Source text |
____________________
Thursday, July 25, 2019

If You're Going to Strike at God, It Helps to Kill Man First

Picking up where we left off with the previous post -- in fact, let's continue downstream from its last sentence: "Indeed, this seething [politico-psychic] frustration is probably a permanent feature of deicide, as the murderers vainly attempt to force transcendence to be immanence, which is of course impossible."

Naturally, attempts at the impossible will result in frustration, and frustration is one of the causes of anger. Statements like that are why I have a PhD in psychology and you don't.

Come to think of it, another source of anger is "comparison," especially in a free country in which we are supposed to be equal. Ironically, there is less anger in highly stratified societies than there is in free ones, because in the latter you have no excuse for your failure.

Consider the race riots that only began in the mid-60s, precisely when the impediments to achievement were falling like dominoes. And the anger is only more institutionalized today, when economic prospects are better than ever for the disciplined and talented, irrespective of race. And why on earth would feminists be angry? (Hint: it has nothing to do with the world outside their heads.) Just because you fail to achieve, it doesn't mean you didn't have the potential to have done so with more prudent decisions.

Now, if one wants to make sure that God's not only merely dead, but really most sincerely dead, one must somehow go after and eradicate the psycho-pneumatic matrix out of which contact with, and experience of, God emerges. One must sow the divine ground with salt, so to speak, such that nothing grows and (equally important) nothing grows (i.e., the literal expansion of nihilism which we've seen over the last six decades or so).

For Marx and his contemporary heirheads, God can be nothing more than a fanciful human projection. Therefore, our proper task is to withdraw the projections and thereby reclaim the psychic substance we've dribbled away via this psychic process. In short, the best way to kill a god is to become one.
____________________
Records of labeled points:
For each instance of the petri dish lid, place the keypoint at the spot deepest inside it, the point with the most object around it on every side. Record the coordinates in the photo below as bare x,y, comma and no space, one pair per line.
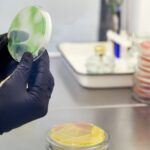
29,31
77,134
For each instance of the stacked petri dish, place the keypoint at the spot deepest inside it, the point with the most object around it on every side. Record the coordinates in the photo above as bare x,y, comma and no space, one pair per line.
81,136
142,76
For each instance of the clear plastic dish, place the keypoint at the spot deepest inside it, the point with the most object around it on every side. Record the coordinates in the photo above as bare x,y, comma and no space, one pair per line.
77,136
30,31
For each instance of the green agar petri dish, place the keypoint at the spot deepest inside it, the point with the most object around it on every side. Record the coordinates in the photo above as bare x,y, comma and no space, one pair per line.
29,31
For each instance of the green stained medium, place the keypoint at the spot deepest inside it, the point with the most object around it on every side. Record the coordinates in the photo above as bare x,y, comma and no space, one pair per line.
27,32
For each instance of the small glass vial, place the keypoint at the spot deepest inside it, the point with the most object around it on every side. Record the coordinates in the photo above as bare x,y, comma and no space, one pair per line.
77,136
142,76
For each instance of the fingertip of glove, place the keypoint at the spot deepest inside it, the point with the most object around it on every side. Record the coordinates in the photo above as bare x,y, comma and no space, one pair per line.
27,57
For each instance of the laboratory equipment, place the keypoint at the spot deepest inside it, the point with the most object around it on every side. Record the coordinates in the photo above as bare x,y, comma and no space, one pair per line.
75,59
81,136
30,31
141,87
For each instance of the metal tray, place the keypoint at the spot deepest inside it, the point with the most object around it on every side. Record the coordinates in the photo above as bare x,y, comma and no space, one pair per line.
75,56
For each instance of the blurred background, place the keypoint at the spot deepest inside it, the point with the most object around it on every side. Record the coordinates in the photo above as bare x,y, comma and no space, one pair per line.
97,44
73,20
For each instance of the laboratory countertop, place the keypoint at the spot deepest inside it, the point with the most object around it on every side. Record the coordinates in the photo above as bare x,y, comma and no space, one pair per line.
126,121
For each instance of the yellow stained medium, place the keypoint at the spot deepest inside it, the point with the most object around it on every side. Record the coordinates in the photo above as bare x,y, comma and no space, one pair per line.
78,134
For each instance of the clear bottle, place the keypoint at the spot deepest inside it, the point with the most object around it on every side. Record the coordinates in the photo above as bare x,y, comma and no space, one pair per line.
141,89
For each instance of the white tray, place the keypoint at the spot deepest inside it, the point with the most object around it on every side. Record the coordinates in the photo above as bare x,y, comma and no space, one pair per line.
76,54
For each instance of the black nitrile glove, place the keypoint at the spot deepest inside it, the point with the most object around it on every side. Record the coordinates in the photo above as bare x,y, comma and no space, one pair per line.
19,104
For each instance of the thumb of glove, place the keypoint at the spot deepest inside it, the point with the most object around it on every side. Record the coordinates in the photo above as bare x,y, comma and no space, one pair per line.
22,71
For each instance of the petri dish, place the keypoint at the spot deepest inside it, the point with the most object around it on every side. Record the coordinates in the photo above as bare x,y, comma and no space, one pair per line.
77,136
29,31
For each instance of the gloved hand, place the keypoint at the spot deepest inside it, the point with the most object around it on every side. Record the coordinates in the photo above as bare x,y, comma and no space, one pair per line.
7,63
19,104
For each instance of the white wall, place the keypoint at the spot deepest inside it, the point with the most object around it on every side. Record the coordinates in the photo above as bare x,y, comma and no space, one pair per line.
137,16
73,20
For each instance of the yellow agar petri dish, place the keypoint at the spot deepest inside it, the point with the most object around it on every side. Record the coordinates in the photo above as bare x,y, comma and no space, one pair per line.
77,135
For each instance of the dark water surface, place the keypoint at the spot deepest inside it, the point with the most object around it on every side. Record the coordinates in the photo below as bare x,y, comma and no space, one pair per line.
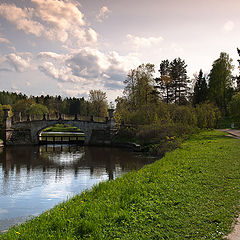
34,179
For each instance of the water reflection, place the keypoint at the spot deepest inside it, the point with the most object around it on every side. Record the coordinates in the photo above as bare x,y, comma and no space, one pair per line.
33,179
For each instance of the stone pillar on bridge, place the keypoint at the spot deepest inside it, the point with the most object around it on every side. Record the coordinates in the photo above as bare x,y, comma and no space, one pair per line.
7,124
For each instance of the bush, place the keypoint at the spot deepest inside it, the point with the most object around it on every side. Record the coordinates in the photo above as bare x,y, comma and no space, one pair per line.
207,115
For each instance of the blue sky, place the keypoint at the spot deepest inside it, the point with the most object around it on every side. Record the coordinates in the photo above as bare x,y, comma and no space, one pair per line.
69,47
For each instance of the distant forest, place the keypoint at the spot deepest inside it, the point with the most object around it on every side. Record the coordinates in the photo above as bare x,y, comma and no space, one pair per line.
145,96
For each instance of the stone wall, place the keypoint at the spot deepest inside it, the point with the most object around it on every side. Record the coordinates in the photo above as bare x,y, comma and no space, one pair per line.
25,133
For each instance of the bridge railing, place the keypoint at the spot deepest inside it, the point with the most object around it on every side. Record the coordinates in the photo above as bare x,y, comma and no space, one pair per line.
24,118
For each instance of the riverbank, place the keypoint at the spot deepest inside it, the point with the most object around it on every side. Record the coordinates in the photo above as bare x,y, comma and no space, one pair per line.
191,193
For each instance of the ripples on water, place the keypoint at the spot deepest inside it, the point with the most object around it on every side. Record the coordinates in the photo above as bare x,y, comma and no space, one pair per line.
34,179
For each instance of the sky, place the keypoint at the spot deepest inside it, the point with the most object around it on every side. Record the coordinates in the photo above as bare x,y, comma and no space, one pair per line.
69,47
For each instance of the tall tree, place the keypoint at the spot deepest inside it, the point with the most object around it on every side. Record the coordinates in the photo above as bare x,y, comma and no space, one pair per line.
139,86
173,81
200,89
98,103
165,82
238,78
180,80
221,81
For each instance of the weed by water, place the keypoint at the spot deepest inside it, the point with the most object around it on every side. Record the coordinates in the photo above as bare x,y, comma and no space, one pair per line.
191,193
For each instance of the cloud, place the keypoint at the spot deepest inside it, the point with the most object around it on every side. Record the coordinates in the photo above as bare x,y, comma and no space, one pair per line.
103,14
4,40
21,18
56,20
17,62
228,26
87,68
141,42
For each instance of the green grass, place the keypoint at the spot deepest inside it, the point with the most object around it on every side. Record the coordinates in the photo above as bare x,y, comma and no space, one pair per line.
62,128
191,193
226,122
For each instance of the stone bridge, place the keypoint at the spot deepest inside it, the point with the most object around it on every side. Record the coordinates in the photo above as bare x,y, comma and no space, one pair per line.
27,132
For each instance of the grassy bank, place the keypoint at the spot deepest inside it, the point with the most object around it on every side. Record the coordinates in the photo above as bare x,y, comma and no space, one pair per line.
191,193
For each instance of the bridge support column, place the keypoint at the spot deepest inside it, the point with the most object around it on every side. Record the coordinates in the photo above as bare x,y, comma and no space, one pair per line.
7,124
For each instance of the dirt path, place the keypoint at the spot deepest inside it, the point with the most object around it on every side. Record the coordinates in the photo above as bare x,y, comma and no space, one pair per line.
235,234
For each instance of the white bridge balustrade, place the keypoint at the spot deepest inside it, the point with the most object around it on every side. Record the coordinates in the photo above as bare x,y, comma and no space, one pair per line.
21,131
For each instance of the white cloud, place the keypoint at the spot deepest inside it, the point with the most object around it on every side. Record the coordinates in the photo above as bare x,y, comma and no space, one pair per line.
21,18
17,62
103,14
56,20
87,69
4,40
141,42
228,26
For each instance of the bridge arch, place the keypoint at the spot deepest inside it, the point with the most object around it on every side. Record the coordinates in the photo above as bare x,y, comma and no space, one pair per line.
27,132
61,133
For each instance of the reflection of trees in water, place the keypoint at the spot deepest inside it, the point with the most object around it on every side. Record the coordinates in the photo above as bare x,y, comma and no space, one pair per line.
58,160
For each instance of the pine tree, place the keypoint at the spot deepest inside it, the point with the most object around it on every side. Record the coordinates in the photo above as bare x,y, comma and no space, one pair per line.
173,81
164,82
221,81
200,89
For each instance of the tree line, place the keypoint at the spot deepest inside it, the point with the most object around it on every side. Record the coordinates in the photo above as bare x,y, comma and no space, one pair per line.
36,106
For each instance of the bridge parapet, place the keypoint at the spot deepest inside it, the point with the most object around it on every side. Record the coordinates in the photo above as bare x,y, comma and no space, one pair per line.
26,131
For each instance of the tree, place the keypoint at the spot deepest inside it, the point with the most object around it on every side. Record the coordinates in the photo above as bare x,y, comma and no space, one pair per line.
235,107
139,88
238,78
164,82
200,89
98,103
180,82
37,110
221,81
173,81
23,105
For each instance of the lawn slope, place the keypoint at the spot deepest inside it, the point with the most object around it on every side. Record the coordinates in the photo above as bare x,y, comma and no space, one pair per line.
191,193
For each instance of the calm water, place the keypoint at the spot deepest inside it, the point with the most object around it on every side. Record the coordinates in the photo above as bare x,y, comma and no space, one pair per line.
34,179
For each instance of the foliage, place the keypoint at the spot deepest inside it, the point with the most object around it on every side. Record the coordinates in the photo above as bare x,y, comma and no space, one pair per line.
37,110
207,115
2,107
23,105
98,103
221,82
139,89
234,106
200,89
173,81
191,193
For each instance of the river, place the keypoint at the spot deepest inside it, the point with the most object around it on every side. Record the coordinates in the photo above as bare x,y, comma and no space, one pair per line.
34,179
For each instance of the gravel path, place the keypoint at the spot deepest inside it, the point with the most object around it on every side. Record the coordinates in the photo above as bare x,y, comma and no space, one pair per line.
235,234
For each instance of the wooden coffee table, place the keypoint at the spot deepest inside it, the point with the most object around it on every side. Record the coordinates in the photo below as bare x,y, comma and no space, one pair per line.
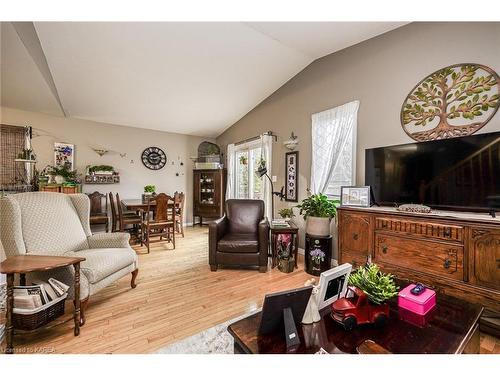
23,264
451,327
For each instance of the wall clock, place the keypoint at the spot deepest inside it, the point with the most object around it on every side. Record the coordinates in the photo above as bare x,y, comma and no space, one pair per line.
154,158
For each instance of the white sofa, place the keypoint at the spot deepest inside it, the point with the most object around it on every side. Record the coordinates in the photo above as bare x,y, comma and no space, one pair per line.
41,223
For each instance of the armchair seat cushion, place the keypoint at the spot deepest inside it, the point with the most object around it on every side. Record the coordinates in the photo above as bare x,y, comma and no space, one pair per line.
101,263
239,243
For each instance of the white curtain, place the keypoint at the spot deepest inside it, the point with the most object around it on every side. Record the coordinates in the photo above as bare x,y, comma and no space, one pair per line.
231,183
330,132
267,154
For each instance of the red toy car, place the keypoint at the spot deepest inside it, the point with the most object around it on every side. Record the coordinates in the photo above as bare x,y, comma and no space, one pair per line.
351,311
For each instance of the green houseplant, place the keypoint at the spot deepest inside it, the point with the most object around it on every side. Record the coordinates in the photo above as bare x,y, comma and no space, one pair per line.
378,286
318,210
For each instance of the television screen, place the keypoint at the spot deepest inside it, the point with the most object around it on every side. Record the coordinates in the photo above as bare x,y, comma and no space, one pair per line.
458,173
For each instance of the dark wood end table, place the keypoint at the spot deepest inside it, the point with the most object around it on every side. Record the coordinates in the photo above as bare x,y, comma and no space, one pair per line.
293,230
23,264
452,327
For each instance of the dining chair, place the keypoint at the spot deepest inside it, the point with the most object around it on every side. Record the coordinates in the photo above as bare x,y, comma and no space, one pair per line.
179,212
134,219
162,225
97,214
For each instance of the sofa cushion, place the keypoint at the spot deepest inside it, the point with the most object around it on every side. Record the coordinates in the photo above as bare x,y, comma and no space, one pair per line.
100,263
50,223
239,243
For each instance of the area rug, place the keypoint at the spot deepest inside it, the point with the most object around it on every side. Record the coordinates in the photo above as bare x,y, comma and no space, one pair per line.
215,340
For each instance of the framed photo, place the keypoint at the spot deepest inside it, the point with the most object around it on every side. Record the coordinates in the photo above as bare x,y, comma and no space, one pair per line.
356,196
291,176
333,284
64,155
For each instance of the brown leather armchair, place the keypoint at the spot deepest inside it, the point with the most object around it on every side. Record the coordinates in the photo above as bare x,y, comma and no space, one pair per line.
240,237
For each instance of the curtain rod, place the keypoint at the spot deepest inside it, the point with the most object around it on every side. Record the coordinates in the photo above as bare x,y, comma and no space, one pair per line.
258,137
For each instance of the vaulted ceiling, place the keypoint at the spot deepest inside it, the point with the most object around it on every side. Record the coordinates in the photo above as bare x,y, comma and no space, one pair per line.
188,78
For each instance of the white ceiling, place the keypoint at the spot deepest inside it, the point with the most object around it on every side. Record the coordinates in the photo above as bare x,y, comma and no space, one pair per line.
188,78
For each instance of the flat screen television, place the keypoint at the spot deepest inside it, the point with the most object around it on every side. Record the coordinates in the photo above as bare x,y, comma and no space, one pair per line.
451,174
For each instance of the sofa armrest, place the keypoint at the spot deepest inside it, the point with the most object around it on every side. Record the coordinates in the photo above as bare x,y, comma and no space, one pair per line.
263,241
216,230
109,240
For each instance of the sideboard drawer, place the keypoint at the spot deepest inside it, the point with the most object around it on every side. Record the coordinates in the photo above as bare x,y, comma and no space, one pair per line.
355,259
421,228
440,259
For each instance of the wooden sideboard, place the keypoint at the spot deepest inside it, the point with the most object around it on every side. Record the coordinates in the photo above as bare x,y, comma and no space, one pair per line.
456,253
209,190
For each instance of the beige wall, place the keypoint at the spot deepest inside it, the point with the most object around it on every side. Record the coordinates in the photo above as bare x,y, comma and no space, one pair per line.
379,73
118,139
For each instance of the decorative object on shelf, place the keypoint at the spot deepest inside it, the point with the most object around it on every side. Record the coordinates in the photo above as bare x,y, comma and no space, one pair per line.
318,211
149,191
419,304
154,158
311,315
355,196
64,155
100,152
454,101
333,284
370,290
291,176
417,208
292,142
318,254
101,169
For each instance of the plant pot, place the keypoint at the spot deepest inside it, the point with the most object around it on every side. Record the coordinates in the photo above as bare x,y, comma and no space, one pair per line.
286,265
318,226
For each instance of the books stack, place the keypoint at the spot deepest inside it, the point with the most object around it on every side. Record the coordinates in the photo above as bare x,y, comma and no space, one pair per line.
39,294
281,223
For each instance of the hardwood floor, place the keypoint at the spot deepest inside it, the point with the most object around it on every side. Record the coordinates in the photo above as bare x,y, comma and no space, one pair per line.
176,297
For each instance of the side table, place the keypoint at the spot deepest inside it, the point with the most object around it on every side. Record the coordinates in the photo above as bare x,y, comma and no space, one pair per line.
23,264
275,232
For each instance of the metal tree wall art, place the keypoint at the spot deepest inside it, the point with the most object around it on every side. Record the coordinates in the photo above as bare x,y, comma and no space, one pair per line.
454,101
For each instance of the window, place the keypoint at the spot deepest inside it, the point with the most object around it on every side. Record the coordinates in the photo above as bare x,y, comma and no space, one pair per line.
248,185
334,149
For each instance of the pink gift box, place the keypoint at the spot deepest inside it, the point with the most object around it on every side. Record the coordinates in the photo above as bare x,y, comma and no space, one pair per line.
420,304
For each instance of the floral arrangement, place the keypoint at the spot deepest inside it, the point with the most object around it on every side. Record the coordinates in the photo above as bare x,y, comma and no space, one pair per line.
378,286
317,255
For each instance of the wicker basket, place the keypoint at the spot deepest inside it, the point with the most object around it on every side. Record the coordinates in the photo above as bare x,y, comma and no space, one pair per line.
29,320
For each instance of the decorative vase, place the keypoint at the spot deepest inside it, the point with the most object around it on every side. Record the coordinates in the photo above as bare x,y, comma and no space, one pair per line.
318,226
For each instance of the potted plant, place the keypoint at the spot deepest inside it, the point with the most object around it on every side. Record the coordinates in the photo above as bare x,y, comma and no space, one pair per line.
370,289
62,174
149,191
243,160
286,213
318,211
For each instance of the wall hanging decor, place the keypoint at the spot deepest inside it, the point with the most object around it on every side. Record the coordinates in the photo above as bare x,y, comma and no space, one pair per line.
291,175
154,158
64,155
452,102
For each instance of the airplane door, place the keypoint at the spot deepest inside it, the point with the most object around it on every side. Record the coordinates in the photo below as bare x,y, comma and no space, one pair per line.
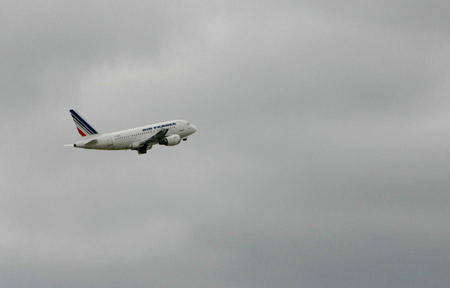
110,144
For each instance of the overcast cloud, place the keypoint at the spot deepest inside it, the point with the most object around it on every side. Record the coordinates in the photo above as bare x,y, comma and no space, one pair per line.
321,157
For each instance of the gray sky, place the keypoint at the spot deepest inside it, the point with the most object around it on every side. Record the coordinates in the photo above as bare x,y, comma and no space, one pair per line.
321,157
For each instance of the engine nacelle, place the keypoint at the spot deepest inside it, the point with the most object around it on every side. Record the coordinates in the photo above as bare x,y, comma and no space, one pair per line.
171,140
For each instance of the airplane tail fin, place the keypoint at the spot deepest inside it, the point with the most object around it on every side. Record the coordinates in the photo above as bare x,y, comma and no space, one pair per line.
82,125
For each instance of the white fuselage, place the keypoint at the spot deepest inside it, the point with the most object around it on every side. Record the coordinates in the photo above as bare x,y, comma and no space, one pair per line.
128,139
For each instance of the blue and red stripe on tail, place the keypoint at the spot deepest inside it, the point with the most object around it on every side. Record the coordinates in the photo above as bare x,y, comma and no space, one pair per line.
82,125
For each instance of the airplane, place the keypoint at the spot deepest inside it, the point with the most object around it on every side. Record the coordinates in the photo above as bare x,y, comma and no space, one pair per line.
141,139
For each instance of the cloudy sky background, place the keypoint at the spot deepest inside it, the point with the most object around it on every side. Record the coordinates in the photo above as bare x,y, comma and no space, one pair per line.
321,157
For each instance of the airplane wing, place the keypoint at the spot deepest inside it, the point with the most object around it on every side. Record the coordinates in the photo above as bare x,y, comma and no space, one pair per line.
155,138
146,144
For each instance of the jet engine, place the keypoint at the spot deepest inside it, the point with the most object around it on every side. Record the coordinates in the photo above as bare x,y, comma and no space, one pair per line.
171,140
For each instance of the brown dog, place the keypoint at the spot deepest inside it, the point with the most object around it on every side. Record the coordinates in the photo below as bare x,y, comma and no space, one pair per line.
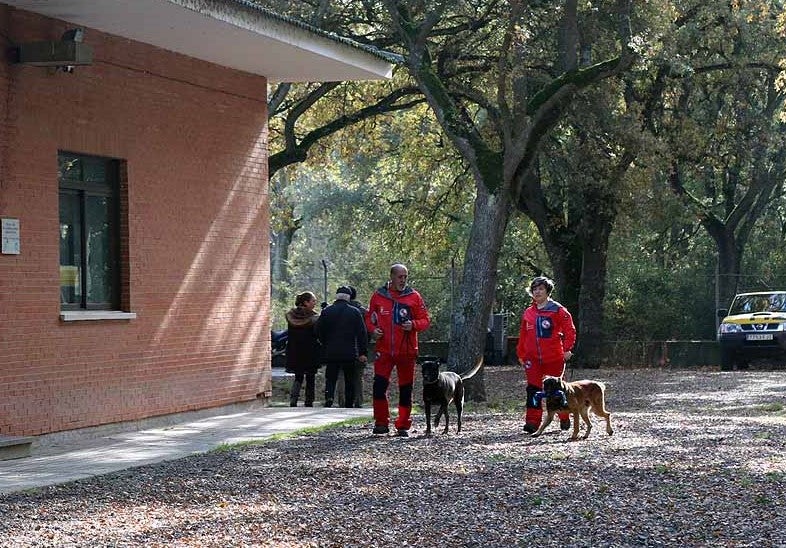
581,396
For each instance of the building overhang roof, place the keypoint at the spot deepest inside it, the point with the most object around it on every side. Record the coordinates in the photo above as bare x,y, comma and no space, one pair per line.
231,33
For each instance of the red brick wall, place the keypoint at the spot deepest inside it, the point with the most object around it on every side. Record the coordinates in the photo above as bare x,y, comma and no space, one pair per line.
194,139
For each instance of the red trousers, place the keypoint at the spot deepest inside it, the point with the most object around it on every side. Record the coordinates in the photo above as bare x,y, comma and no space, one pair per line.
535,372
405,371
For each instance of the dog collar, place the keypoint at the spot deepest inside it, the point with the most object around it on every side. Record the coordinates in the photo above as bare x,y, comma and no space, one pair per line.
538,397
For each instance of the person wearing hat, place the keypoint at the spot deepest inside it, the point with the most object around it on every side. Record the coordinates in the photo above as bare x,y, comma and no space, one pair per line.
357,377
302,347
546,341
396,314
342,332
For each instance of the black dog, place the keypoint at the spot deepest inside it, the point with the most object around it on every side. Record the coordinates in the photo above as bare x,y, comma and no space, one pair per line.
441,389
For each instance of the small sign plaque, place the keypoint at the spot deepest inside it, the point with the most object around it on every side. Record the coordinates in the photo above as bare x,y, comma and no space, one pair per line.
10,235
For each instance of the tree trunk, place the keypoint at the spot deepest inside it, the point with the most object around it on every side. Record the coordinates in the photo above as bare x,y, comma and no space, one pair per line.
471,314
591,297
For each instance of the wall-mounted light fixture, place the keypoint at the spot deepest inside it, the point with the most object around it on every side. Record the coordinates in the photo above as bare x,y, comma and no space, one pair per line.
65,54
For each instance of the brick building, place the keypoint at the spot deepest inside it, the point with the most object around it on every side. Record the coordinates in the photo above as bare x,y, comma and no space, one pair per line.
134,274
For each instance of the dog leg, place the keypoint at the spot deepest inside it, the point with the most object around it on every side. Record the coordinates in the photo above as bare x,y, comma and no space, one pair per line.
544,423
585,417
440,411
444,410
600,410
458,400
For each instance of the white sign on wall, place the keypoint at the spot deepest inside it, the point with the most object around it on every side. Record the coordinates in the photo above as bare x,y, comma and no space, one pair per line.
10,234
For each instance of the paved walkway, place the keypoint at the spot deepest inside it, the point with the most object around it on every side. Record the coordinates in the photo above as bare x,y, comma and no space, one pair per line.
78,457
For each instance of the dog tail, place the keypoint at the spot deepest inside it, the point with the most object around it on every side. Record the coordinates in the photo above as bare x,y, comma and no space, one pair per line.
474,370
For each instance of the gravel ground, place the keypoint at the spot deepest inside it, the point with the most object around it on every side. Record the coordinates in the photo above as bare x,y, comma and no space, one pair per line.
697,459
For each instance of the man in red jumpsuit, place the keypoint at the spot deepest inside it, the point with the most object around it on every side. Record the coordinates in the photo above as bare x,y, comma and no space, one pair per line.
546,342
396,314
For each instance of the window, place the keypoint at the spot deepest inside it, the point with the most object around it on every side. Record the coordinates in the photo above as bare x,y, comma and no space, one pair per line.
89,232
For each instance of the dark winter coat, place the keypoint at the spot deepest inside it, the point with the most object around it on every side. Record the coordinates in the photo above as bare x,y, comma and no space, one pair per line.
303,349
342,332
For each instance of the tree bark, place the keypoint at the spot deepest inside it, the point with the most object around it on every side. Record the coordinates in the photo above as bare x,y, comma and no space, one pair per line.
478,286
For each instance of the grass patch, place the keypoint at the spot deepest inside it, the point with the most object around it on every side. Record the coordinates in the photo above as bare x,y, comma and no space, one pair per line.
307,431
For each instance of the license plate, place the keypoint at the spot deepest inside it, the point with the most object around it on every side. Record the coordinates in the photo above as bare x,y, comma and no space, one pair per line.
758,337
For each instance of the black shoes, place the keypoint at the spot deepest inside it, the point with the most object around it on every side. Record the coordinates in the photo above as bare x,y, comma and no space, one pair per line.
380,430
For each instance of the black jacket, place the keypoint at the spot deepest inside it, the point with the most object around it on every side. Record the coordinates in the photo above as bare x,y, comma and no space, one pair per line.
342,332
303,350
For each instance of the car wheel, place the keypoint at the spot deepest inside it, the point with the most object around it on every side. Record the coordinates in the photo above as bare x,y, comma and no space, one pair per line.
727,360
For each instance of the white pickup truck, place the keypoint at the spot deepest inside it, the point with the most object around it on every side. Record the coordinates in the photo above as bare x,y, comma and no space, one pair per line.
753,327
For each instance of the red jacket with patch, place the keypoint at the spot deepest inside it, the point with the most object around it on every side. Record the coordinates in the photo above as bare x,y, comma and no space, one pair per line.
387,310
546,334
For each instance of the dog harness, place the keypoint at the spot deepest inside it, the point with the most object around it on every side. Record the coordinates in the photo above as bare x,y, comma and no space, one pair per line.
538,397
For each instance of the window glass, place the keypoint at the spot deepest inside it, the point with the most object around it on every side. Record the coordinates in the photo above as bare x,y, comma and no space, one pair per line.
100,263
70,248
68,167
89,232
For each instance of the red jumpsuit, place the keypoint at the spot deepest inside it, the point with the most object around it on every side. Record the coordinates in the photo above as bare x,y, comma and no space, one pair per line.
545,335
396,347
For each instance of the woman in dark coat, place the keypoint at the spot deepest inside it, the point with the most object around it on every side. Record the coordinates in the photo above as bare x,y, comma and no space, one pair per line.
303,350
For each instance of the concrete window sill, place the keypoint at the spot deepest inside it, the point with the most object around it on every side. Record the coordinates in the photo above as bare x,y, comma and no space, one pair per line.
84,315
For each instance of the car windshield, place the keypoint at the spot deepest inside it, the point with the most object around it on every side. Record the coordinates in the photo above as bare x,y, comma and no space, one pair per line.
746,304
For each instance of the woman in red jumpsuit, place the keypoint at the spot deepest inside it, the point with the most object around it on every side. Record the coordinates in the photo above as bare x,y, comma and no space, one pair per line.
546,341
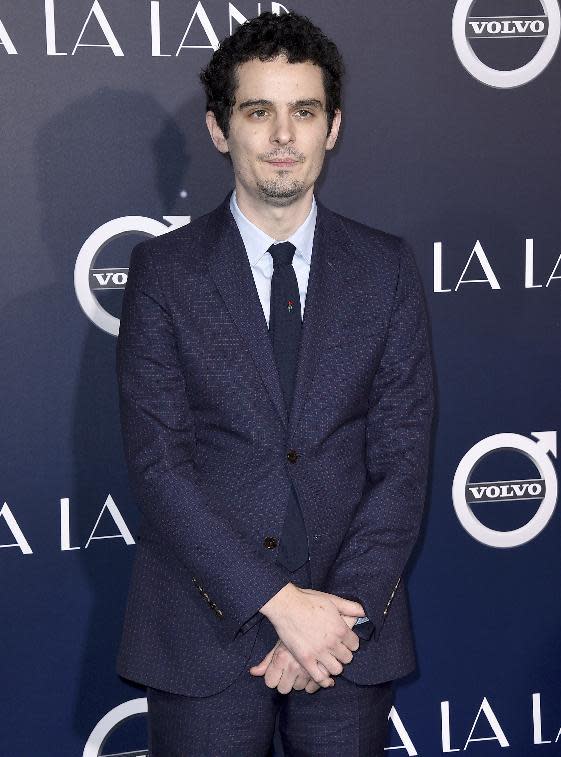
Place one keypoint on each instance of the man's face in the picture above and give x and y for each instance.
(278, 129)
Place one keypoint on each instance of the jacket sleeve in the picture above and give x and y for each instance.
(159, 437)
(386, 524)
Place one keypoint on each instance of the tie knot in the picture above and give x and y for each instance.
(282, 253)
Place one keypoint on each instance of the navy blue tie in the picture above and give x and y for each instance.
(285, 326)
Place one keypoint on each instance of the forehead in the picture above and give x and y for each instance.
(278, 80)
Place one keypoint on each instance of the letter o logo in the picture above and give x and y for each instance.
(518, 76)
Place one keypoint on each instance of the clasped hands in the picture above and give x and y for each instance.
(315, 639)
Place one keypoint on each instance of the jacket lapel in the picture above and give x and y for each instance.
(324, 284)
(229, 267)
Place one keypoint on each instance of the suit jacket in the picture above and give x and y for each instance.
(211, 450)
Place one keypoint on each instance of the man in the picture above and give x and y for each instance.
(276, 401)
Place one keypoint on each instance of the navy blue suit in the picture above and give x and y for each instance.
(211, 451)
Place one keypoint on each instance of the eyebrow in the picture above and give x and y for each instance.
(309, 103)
____________________
Task instructions |
1. Answer these questions from the post on deicide:
(a) What does the post say attempts at the impossible will result in?
(b) When does the post say the race riots began?
(c) According to the last paragraph, what is the best way to kill a god?
2. Set down, line for line, the stretch of the records from the line containing "Place one keypoint on each instance of the eyebrow" through the end of the records, both ends included.

Answer set |
1.
(a) Frustration.
(b) In the mid-60s.
(c) To become one.

2.
Place one keypoint on each instance of the eyebrow in the picture above and give x and y for each instance.
(309, 103)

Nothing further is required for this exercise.